Page excerpt:
One of the more unusual stories of the Victorian explorers was that of Samuel Baker, whose epic journey with a fourteen-year-old Hungarian slave girl to find the second of the great reservoirs of the Nile, Lake Albert, was recounted in Baker's autobiography Albert Nyanza: Great Basin of the Nile, published in 1866. It is a gripping story. Then, almost a hundred years later, Richard Hall rewrote this extraordinary chapter in the great saga of Victorian England with his romantic adventure story Lovers on the Nile. Now Pat Shipman, an American Professor of anthropology at the Pennsylvania State University has deserted her recognised field of human evolution, paleontology and anthropology to write an absorbing, but sometimes speculative, biography of Florence Stasz, the girl the middle aged Baker took with him to Africa for five years in an almost impossible quest to search for the source of the Nile. In fact, Shipman's biography often crosses the line into fiction, which, unfortunately, lessens the credibility of her work. This is a pity because the bizarre Florence Stasz epic has long deserved a plausible and reliable profile (I don't agree with either the author or with Bernard Malamud that "all biography is ultimately fiction"). Shipman almost succeeds-in part because she has had wonderful material to work with.
Samuel Baker was born on 8th June 1821-the first son of a prosperous commercial family in Enfield, Middlesex. As a young man he married the local rector's daughter. His brother married her sister at the same time in a double wedding, and the four went out first to the family plantation in Mauritius and then to Ceylon in 1843, where they started a British settlement, eventually called Nuwara Eliya, in the highlands. The Baker family grew. Sam and his wife Henrietta had seven children, three of whom died young. Twelve years later the elder Baker returned to England where his wife succumbed to typhus and also died. Thus, at thirty-four, Samuel Baker was suddenly widowed with four young daughters and no profession. Restless, rootless, and alone in lodgings in London, Baker left his four daughters with his unmarried younger sister, traveled aimlessly, and for a while toyed with the idea of joining Livingstone's 1859 expedition to Africa. Instead, meeting the young Maharajah Duleep Singh on the Duke of Atholl's shooting estate in Scotland, he embarked on a hunting trip to central Europe (the Balkans: wild boar in Serbia, bear in Transylvania) with stops in Frankfurt, Berlin, Vienna and Budapest. It was almost at the end of this fateful journey that Baker, and by now the grumbling Maharajah, hired an insecure wooden boat in Budapest which was eventually abandoned on an ice floe on the Danube. From there they limped into Viddin where, one afternoon, and simply to amuse the Maharajah, Baker went to the Viddin slave market.

Given request a:
In the listing, from its first line up to and including the line containing "[(412, 256)]", substitute "grass" for "lawn" and reproduce those lines with everything else unchanged.
The review and the listing are unrelated to each other.

Listing of image point annotations
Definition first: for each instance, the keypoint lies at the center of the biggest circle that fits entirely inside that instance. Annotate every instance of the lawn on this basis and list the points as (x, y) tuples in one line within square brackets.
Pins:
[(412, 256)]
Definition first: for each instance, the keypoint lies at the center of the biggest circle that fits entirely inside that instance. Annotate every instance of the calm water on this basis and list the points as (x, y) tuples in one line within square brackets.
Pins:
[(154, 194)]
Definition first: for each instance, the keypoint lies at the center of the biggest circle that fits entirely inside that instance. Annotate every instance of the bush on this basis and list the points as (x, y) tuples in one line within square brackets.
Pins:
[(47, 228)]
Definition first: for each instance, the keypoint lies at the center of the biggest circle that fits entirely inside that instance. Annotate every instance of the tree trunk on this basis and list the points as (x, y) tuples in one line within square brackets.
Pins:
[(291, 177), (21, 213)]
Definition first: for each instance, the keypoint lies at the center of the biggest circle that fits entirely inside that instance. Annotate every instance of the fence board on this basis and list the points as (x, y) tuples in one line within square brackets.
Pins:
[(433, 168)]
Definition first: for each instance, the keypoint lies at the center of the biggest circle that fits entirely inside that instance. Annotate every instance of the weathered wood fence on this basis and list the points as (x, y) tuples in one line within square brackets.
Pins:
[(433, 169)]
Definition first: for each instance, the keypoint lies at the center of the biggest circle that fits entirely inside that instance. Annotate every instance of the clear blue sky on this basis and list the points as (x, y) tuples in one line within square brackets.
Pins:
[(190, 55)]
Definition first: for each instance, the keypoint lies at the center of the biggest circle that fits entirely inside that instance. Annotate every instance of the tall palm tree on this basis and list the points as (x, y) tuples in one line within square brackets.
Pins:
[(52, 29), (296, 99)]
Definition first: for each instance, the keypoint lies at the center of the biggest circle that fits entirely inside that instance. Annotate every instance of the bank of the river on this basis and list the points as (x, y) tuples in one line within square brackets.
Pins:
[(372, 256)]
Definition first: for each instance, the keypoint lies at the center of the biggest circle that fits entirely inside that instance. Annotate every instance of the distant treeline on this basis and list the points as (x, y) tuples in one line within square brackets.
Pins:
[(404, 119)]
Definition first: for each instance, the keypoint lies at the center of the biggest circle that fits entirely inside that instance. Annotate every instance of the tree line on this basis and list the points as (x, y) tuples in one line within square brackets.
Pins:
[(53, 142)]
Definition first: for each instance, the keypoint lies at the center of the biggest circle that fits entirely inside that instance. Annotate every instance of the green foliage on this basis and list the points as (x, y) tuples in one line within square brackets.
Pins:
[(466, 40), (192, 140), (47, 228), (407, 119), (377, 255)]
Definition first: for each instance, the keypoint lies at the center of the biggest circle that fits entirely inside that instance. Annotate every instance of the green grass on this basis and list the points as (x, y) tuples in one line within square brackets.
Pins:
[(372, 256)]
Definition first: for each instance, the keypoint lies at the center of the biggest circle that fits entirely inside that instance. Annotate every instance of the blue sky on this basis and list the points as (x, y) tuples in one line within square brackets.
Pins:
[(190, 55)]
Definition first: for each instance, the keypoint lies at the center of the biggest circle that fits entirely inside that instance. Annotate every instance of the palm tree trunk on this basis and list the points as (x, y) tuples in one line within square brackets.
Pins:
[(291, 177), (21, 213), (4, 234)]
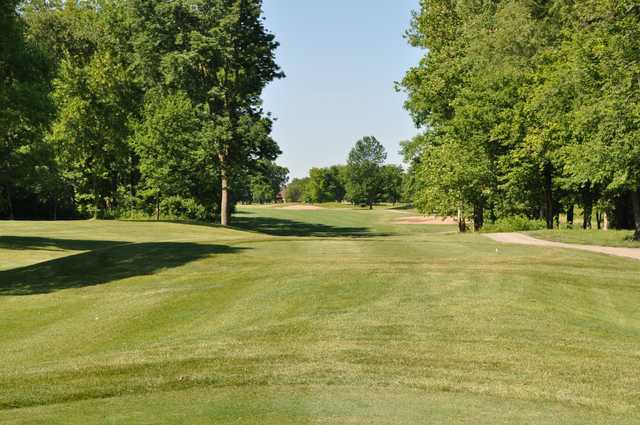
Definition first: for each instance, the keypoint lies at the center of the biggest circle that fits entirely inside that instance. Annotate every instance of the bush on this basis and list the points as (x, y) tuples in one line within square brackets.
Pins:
[(177, 207), (514, 224)]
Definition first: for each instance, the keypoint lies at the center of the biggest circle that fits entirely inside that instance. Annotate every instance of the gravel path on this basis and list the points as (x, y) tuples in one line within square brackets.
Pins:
[(522, 239)]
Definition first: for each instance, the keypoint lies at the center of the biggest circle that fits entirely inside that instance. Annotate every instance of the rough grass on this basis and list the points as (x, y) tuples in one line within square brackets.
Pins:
[(310, 317), (622, 238)]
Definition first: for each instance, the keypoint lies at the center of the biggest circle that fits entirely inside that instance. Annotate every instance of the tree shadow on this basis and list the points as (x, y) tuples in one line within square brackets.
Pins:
[(49, 244), (286, 227), (103, 265)]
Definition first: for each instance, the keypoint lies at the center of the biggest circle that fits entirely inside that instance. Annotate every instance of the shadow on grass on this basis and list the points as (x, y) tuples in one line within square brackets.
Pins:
[(286, 227), (103, 265), (49, 244)]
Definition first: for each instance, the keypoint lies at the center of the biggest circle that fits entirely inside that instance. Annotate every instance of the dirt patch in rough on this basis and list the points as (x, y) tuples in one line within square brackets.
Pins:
[(519, 238), (302, 207), (426, 219)]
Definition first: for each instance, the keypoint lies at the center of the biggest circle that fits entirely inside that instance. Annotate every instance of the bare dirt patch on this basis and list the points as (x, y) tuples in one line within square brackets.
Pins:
[(519, 238), (302, 207), (425, 219)]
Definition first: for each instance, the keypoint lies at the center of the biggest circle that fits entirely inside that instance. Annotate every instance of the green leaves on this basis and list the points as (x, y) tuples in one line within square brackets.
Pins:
[(364, 171)]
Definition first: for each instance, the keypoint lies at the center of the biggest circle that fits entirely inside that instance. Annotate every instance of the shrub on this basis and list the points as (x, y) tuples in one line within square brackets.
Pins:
[(182, 208), (514, 224)]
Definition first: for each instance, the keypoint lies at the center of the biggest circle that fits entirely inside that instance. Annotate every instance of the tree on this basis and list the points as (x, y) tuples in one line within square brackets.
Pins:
[(268, 182), (364, 171), (25, 110), (166, 144), (296, 189), (326, 184), (392, 178), (230, 57)]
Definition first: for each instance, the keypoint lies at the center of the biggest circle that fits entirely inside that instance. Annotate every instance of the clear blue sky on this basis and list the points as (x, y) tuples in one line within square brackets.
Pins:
[(341, 58)]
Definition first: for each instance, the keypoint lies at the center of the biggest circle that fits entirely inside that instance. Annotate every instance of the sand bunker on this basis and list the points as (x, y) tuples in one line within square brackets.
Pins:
[(426, 219), (301, 207)]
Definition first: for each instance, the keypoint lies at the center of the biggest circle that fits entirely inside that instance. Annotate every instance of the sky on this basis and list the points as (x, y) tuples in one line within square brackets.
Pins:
[(341, 58)]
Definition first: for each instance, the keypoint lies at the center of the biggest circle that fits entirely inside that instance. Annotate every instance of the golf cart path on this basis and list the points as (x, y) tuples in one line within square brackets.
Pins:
[(522, 239)]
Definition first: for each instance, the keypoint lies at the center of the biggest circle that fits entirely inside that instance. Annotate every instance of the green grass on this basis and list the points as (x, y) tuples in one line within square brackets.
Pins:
[(310, 317), (622, 238)]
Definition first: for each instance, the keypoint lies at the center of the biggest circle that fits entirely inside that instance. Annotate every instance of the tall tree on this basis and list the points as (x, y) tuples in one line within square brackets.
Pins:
[(25, 108), (364, 171)]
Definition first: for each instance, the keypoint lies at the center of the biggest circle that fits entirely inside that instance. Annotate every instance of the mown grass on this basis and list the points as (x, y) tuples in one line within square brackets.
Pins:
[(304, 317), (622, 238)]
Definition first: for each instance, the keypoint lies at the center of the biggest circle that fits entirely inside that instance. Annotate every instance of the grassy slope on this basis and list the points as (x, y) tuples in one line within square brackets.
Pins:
[(621, 238), (295, 317)]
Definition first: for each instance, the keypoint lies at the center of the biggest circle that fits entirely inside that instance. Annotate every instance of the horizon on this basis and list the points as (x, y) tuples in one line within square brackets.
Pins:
[(344, 90)]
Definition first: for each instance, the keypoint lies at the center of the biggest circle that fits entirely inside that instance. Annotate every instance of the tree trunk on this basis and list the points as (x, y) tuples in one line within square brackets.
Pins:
[(158, 206), (478, 216), (224, 201), (95, 197), (588, 209), (570, 216), (462, 225), (635, 201), (548, 197), (9, 203)]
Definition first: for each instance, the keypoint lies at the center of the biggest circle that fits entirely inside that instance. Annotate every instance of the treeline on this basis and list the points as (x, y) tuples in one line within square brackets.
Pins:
[(112, 108), (528, 108), (365, 179)]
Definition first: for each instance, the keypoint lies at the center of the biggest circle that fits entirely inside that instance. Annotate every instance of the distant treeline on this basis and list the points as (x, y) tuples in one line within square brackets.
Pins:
[(134, 107), (528, 108), (365, 179)]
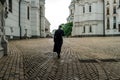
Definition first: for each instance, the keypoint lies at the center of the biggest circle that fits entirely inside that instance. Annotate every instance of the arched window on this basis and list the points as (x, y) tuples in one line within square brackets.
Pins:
[(90, 28)]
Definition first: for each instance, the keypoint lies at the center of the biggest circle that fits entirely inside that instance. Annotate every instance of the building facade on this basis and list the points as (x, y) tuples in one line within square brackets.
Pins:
[(38, 18), (3, 41), (26, 19), (96, 18), (47, 28), (71, 11), (112, 17)]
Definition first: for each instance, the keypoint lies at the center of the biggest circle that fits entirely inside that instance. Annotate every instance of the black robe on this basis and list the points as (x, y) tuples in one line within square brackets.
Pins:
[(58, 40)]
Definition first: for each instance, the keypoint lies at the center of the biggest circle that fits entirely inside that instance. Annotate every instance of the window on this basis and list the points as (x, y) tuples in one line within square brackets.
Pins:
[(119, 4), (89, 8), (108, 23), (84, 29), (90, 28), (114, 2), (114, 10), (108, 11), (28, 13), (119, 27), (10, 5), (83, 9), (71, 11), (114, 22)]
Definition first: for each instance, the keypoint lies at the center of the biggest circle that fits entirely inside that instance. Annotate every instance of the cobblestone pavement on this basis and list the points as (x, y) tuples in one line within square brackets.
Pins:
[(81, 59)]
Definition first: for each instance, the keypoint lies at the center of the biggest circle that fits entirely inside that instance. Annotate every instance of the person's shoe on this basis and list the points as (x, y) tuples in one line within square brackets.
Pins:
[(58, 56)]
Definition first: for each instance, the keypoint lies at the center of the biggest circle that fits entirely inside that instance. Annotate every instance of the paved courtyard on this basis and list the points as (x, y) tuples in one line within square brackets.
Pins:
[(81, 59)]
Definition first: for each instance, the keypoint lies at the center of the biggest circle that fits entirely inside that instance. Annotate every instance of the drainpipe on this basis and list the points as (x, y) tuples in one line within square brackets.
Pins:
[(103, 17), (40, 22), (20, 19)]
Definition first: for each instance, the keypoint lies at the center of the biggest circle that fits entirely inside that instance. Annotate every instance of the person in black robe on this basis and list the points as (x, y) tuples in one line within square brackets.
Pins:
[(58, 40)]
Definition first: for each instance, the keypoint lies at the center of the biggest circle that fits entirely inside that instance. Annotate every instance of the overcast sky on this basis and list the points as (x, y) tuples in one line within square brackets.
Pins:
[(57, 11)]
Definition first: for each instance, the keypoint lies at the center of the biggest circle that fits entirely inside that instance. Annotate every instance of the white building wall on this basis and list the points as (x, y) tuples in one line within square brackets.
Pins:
[(87, 19), (111, 30), (11, 23), (25, 22)]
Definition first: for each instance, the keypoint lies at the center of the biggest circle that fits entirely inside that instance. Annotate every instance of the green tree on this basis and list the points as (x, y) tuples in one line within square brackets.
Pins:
[(67, 28)]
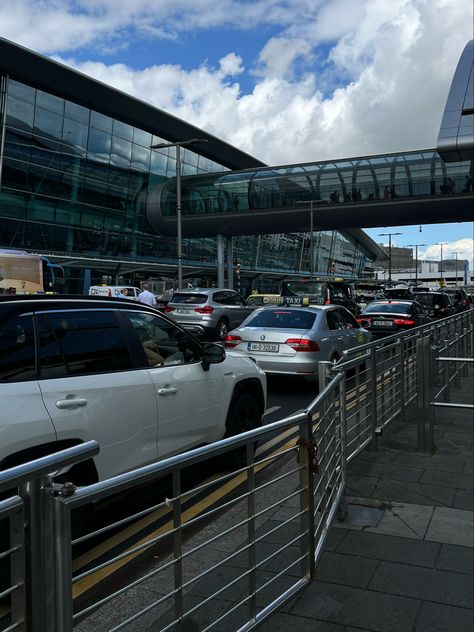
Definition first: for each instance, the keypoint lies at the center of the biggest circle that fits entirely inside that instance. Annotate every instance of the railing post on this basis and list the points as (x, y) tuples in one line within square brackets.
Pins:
[(464, 350), (61, 589), (307, 496), (425, 425), (402, 377), (324, 368), (373, 398), (38, 539), (458, 354), (342, 508), (446, 375), (177, 550)]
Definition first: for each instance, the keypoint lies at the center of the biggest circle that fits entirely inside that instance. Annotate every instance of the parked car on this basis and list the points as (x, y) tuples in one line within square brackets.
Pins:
[(460, 299), (293, 340), (210, 312), (398, 293), (436, 304), (114, 290), (320, 291), (384, 318), (75, 368), (259, 300)]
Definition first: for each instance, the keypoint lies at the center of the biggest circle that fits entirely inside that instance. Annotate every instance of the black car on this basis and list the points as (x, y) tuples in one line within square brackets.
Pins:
[(383, 318), (460, 299), (320, 291), (436, 304), (399, 293)]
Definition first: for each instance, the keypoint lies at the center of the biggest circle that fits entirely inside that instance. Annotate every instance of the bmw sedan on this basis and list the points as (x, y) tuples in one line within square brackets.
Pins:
[(384, 318), (293, 340)]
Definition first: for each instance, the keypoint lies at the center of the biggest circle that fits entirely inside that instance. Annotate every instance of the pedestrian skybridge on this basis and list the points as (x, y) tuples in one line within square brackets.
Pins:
[(417, 187)]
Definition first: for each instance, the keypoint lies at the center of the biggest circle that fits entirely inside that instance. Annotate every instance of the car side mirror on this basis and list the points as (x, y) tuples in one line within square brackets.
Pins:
[(212, 354)]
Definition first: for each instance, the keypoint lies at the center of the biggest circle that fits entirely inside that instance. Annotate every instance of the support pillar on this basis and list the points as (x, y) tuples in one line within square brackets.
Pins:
[(229, 248), (220, 261)]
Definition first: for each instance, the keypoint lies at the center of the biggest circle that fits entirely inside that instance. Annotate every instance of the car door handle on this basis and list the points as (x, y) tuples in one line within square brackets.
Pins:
[(167, 390), (73, 402)]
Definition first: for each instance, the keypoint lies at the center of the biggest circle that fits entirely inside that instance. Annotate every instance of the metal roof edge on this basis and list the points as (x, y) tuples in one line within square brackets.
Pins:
[(59, 79), (367, 242)]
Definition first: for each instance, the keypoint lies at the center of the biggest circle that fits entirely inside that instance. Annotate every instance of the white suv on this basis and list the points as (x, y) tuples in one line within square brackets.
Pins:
[(79, 368)]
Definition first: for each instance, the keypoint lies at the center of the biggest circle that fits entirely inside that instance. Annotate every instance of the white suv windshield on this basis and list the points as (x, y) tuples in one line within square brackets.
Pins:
[(282, 319), (192, 298)]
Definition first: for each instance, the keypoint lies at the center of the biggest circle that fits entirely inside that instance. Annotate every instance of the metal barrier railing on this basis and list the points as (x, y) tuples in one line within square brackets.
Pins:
[(253, 540)]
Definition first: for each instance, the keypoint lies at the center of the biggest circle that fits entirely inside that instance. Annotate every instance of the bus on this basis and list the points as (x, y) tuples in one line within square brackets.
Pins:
[(24, 272)]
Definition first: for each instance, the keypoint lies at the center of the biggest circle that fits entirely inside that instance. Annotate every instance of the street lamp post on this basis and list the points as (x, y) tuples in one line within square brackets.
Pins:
[(441, 243), (416, 259), (455, 253), (179, 227), (311, 236), (389, 235)]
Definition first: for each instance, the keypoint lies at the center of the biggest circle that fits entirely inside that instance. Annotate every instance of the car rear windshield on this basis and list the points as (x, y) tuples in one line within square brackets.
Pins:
[(189, 297), (394, 307), (304, 288), (282, 319), (430, 300)]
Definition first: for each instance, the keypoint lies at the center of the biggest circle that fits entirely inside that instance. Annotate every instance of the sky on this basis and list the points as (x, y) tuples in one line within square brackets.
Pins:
[(287, 81)]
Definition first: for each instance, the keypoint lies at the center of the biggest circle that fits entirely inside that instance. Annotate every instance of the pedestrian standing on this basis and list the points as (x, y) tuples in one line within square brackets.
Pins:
[(146, 296)]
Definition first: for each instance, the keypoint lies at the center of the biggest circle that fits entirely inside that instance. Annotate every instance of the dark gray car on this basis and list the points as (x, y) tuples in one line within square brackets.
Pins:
[(210, 312)]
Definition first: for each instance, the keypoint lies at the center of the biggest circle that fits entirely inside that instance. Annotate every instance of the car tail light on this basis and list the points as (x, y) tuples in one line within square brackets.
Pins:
[(303, 344), (402, 322), (207, 309), (232, 341)]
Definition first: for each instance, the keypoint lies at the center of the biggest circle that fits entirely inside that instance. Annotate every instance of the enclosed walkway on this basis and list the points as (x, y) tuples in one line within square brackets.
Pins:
[(390, 190)]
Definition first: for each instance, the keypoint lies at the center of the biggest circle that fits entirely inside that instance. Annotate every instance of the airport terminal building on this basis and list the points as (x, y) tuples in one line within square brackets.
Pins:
[(79, 182)]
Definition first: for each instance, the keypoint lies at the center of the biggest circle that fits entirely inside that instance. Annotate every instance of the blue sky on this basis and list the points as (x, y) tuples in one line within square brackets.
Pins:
[(287, 81)]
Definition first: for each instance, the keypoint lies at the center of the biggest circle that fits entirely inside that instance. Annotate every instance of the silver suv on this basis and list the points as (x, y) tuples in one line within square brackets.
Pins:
[(212, 312), (78, 368)]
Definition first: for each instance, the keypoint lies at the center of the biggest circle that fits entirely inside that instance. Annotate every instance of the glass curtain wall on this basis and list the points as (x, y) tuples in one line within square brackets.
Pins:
[(75, 181)]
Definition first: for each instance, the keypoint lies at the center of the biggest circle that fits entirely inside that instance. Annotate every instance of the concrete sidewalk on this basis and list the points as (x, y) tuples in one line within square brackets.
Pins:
[(402, 561)]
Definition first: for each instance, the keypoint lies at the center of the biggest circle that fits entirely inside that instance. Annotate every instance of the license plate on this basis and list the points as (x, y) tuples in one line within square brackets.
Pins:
[(382, 323), (263, 346), (293, 300)]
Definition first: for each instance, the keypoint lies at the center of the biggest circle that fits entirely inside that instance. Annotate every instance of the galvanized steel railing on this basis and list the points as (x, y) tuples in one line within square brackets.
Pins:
[(254, 538)]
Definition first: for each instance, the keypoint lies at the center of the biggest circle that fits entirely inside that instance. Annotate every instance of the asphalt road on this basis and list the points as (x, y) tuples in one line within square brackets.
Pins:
[(287, 395)]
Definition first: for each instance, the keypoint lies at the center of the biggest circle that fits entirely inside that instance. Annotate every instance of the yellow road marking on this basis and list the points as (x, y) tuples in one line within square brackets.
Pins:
[(88, 582)]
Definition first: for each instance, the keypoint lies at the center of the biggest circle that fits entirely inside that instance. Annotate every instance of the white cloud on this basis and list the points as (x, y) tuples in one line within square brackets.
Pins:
[(464, 248), (341, 78)]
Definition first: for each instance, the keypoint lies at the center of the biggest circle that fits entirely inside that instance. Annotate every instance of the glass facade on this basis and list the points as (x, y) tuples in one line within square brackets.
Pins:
[(401, 175), (74, 181)]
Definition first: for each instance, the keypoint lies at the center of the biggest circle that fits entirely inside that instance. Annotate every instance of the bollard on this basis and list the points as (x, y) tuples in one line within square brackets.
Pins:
[(425, 418), (457, 366), (373, 399)]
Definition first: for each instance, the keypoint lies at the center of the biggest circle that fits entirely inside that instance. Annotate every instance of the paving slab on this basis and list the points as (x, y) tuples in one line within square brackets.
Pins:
[(439, 618), (346, 569), (451, 526), (459, 559), (366, 609), (454, 589), (415, 493), (405, 520), (390, 548), (283, 622)]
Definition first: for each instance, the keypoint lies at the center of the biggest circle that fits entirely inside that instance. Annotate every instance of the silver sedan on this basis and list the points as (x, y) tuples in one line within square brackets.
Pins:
[(293, 340)]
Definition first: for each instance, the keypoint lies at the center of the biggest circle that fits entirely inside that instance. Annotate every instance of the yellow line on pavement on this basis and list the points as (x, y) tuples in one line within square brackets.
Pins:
[(91, 580)]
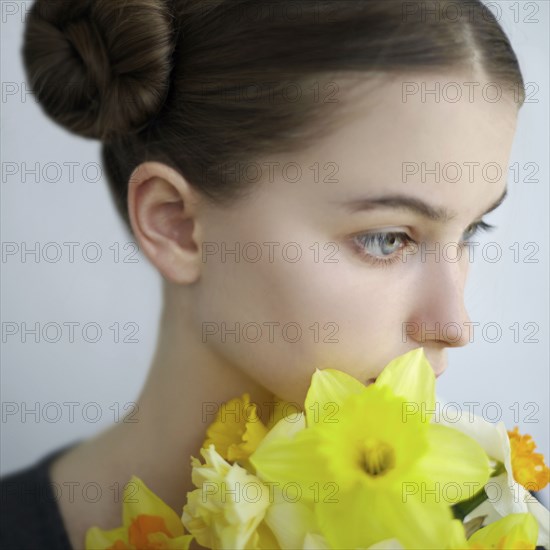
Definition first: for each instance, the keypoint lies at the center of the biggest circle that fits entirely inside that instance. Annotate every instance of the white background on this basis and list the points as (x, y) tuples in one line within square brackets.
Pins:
[(508, 379)]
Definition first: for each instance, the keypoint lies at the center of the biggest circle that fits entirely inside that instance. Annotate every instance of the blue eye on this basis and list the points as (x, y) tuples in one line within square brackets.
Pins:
[(381, 246), (385, 248)]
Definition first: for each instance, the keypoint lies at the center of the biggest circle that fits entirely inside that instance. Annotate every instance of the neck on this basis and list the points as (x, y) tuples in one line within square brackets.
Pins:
[(186, 381)]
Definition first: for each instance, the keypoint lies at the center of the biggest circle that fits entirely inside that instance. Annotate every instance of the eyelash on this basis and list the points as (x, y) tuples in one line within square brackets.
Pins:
[(365, 239)]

Given request b:
Extend the review of the Florence Stasz biography by continuing it from the point at which it stops.

Task result a:
Definition first: for each instance, the keypoint lies at the center of the biggest circle that fits entirely inside that instance. Annotate every instance of the grass on this basis and list the points as (x, y) tuples in one line within square brackets.
Pins:
[(412, 256)]

Task result b:
Florence Stasz's story is very different. As a very young girl she followed her father, who was in the army, from Nagy-Enyed in Transylvania, during the Hungarian Revolution, to Temesvar. After their defeat most of her family were murdered by the Vlad peasants. The tiny frightened girl walked with her wounded father 120 miles from Temesvar to Orsova on the Danube. This was in 1849. From there Florence was sent to a refugee camp in Viddin. She never saw her father again.
After the war she was kidnapped from the refugee camp and sold to Armenians to be raised for the harem. For the next few years the child was pampered and treated kindly, never realising she was a slave until the day of the auction. She presumed, understandably enough, that she had been adopted by the Armenian family.
What happened then in the 1859 Viddin slave market is a story right out of the Arabian Nights. Dumb with outrage as she was introduced to the audience, she must have been astonished when she realised that Baker, the only fair-skinned Englishman in the audience, was aggressively bidding for her against the wealthier Pasha of Viddin, who eventually paid the higher price. As Shipman then tells the story, Baker then bribed the eunuch in charge of Florence Stasz, abducted the hapless Hungarian slave girl, and fled the town of Viddin with the confused Maharajah in some hastily arranged coaches. Eventually arriving in Bucharest, the Maharajah Duleep Singh departed for Italy, and Samuel Baker and his young charge were left alone to ponder their future.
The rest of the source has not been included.